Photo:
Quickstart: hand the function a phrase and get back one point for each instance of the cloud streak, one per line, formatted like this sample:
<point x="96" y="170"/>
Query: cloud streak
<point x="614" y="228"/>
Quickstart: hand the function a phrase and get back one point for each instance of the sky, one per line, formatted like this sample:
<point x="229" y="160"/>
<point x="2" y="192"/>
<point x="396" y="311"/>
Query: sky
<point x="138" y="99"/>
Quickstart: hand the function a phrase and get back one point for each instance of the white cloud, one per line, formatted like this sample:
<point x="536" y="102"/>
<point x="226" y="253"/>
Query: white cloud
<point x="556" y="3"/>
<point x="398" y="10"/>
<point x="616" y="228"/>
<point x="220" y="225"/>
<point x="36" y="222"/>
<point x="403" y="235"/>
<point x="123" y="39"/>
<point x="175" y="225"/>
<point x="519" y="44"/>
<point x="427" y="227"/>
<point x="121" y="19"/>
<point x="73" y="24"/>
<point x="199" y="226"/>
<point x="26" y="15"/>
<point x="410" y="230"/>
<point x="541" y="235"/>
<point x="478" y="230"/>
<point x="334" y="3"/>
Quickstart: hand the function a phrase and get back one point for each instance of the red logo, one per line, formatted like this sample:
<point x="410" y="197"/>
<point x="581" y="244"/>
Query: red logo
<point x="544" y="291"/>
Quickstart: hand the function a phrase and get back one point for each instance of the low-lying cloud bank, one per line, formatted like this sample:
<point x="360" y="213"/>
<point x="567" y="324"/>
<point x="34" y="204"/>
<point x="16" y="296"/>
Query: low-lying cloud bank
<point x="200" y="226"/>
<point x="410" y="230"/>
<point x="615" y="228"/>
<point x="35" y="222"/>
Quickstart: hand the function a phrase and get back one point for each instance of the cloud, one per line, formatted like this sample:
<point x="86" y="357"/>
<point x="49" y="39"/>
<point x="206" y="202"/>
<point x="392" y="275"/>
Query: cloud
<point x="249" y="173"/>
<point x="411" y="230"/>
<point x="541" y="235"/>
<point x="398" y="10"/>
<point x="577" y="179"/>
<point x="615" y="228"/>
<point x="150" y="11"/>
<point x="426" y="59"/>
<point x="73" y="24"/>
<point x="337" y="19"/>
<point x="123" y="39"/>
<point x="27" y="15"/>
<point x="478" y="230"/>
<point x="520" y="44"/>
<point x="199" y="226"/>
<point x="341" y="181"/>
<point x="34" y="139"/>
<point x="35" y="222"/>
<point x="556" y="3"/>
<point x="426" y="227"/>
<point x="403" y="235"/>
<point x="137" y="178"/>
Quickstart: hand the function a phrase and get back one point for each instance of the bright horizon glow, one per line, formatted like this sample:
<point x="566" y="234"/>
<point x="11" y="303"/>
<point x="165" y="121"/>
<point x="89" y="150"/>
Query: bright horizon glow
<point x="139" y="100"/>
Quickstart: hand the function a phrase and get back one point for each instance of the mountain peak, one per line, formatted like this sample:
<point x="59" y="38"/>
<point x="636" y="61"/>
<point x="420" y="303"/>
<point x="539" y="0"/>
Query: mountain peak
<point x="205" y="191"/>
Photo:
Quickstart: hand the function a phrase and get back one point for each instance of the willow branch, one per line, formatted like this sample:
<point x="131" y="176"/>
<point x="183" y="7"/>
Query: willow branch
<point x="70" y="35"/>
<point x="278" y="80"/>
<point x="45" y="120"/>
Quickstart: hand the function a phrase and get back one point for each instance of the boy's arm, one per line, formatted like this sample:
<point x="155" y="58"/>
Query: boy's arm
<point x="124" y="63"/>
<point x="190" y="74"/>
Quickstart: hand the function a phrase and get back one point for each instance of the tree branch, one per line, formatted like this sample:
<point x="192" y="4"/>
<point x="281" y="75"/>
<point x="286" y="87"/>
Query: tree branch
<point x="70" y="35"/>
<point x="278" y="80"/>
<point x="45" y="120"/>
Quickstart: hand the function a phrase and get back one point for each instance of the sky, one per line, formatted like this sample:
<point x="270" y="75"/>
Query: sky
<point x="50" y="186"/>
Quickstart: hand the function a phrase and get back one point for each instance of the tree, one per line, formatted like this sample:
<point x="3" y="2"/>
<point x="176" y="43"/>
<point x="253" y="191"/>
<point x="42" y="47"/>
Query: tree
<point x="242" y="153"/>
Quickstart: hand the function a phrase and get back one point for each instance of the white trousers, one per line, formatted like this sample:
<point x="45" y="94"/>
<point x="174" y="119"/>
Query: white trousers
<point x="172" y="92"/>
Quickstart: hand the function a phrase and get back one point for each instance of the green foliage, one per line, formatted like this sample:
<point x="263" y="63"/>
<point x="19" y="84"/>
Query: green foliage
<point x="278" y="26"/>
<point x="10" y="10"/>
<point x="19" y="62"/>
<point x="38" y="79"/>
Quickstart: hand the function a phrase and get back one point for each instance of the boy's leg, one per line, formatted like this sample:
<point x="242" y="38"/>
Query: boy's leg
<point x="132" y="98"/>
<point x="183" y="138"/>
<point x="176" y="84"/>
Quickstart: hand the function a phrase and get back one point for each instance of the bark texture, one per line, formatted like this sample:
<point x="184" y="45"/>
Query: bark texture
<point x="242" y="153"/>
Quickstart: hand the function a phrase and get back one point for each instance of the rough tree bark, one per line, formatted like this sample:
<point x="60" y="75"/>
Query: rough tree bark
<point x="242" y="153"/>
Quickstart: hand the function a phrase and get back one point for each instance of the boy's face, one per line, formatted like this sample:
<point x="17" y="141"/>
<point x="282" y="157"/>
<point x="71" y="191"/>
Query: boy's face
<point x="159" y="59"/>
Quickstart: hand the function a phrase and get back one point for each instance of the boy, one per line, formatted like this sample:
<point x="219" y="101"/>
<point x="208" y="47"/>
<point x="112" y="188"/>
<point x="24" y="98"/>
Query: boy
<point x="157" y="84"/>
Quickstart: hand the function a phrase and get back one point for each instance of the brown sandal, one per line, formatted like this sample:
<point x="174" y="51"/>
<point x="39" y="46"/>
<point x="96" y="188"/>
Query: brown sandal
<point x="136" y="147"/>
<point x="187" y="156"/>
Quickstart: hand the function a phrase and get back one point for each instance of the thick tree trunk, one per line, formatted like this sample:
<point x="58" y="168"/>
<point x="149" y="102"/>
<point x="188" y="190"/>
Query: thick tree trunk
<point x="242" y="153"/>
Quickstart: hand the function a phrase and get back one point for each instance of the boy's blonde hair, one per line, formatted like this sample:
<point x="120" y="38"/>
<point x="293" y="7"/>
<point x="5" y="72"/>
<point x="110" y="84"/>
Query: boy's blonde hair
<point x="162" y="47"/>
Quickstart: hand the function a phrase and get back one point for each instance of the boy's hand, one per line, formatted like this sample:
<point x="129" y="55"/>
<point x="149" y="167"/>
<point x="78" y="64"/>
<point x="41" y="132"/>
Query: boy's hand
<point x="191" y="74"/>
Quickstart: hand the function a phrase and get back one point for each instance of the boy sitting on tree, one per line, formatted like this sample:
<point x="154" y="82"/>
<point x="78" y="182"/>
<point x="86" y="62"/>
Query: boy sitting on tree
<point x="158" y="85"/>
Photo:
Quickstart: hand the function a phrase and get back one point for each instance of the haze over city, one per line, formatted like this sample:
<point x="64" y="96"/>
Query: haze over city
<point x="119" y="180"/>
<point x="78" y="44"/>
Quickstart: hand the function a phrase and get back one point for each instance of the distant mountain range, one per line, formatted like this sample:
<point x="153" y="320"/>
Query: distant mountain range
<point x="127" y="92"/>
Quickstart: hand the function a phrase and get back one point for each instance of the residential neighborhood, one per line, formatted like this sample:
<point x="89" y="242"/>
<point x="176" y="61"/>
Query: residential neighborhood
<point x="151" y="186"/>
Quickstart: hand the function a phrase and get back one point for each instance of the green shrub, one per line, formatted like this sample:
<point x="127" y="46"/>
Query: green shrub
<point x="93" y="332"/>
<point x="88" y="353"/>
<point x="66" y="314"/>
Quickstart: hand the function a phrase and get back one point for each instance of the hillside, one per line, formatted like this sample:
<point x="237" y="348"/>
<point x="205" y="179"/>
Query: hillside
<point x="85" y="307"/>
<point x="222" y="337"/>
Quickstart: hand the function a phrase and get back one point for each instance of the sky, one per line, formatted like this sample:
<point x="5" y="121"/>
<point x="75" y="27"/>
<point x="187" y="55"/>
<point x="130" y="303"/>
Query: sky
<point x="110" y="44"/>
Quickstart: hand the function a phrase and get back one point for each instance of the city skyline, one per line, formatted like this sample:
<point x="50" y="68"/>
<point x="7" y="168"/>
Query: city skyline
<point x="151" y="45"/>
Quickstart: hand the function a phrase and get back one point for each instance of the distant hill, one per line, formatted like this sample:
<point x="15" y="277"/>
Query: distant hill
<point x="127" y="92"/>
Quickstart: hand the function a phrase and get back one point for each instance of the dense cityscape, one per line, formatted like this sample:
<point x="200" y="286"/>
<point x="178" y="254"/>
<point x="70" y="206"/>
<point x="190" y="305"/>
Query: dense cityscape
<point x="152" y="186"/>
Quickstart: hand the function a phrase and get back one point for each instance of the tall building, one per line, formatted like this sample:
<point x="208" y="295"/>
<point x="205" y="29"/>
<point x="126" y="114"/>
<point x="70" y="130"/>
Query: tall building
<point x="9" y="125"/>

- Do this:
Exactly repeat the lines from the line that contains "of the dense" to the end of the entries, both included, and leave out all other lines.

- Output for this exercise:
Quickstart: hand the function a phrase and get back one point for each instance of the dense cityscape, one per line, formatted like this sample:
<point x="200" y="286"/>
<point x="178" y="254"/>
<point x="70" y="206"/>
<point x="190" y="305"/>
Query: dense cityscape
<point x="152" y="186"/>
Quickstart: hand the function a phrase and get back one point for each instance of the tall building, one per line, formatted like this sample:
<point x="208" y="295"/>
<point x="205" y="29"/>
<point x="126" y="114"/>
<point x="70" y="130"/>
Query: tall building
<point x="9" y="125"/>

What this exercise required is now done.